**Given information**
_ _ _ _

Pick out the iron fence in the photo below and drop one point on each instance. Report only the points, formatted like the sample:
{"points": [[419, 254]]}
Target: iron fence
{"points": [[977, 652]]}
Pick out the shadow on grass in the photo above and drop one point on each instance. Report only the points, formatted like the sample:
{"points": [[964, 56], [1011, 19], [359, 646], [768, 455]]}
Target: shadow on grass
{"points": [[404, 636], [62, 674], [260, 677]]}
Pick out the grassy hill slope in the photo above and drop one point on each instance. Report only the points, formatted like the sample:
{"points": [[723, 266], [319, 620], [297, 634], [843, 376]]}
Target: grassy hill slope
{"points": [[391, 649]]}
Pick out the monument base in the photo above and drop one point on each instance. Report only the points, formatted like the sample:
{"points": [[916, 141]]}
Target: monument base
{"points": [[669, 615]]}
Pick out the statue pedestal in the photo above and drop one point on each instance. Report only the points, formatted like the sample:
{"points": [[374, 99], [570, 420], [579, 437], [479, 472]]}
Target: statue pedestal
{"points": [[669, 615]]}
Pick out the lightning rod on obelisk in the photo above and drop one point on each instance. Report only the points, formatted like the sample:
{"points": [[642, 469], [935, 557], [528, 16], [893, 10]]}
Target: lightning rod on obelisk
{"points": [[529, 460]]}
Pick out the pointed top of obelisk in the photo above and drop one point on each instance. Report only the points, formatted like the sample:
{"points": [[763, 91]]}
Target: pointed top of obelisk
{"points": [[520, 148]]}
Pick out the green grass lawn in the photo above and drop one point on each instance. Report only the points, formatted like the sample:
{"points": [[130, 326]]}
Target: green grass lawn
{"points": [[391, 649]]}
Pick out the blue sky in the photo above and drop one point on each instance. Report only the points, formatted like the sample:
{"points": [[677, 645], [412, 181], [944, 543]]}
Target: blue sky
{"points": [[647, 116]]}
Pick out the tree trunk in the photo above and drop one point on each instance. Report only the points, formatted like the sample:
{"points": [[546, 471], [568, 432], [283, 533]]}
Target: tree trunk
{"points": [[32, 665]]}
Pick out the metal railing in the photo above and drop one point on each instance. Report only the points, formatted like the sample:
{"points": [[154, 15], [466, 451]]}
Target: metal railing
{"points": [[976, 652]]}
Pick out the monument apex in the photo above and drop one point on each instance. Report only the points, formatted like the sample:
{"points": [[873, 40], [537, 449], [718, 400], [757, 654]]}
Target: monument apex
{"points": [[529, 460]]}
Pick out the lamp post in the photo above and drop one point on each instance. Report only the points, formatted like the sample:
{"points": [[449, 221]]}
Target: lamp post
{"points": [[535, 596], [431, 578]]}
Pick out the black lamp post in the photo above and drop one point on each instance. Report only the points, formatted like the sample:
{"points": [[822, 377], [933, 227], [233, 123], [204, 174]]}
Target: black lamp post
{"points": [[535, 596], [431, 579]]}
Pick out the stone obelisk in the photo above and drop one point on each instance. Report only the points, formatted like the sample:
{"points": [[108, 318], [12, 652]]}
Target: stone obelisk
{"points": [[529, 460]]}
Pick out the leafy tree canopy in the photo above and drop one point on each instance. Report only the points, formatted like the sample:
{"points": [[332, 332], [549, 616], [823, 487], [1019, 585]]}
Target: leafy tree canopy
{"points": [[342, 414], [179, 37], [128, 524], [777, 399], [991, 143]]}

_ _ _ _

**Task brief**
Give the complete listing a second time, exactly as it reads.

**Response**
Pick out the iron fence in the photo below and drop one point on each instance. Report only the points, formatted like the sample:
{"points": [[419, 254]]}
Target: iron fence
{"points": [[977, 652]]}
Pick out the shadow on grass in the photo above and drop one point on each instance. Report only the points, formatted like the sample:
{"points": [[964, 56], [1011, 19], [359, 646], [768, 455]]}
Target: shadow on grass
{"points": [[404, 636], [62, 674], [260, 677]]}
Pick out the grassy hill slope in the photo above and drop one point on each instance. Report only the points, formatted like the sample:
{"points": [[723, 266], [319, 620], [297, 634], [843, 376]]}
Target: grassy hill slope
{"points": [[391, 649]]}
Pick out the monument base in the photo above and drop one point on each instance. Report only the points, formatted like the sample:
{"points": [[916, 141]]}
Target: monument base
{"points": [[669, 615]]}
Pick out the statue pedestal in the photo above and drop one point on each instance. Report only the points, formatted like the sample:
{"points": [[374, 99], [570, 420], [579, 437], [479, 472]]}
Target: statue pedestal
{"points": [[669, 615]]}
Pick out the lightning rod on obelisk in the photo above and drop one point on each instance. Report only the points, formatted like the sample:
{"points": [[642, 469], [935, 557], [528, 16], [893, 10]]}
Target: lightning rod on obelisk
{"points": [[529, 460]]}
Pick out the pointed top of obelisk in the photo above and drop one point on each instance. Report only the points, formatted like the sample:
{"points": [[763, 91]]}
Target: pointed top of obelisk
{"points": [[520, 148]]}
Pick out the green grass lawn in the photo above and drop one point on each instance. Report only the points, formatted like the sample:
{"points": [[130, 326]]}
Target: green grass lawn
{"points": [[391, 649]]}
Pick out the blue sky in the photo above and drop one point on each instance. Report only the points, formatted like the sample:
{"points": [[677, 645], [412, 181], [944, 543]]}
Target: blue sky
{"points": [[647, 116]]}
Pick out the tree trunk in the photo above and drop one point on each instance. Report only the points, formatted like the sample:
{"points": [[546, 471], [568, 432], [283, 533]]}
Target: tree trunk
{"points": [[32, 665]]}
Pick out the metal railing in the photo above and drop one point on each instance. Report only the points, formatted like the sample:
{"points": [[154, 15], [466, 451]]}
Target: metal railing
{"points": [[976, 652]]}
Pick out the monument apex in the photo above and drop one point on each instance. Report only the points, formatted like the sample:
{"points": [[873, 40], [537, 449], [718, 400], [757, 654]]}
Target: monument apex
{"points": [[529, 460]]}
Pick out the lamp post in the photo above and drop one point on each instance. Report only the points, formatted like the sample:
{"points": [[449, 221]]}
Target: lamp post
{"points": [[535, 596], [431, 578]]}
Pick out the black lamp post in the photo above and drop one point on each instance. Report only the points, formatted like the sample:
{"points": [[822, 377], [933, 227], [233, 123], [204, 174]]}
Target: black lamp post
{"points": [[535, 596], [431, 579]]}
Pick out the stone obelisk in the photo above and drop one point on each instance. Report only the points, formatted like the sample:
{"points": [[108, 318], [12, 652]]}
Target: stone obelisk
{"points": [[529, 460]]}
Pick out the leafy tree canopy in the photo above and drop one point on each instance. Report only the points, formatted like the sample:
{"points": [[332, 332], [549, 616], [823, 487], [1019, 585]]}
Target: leafy tree canopy
{"points": [[342, 414], [179, 37], [128, 524], [777, 399], [991, 143]]}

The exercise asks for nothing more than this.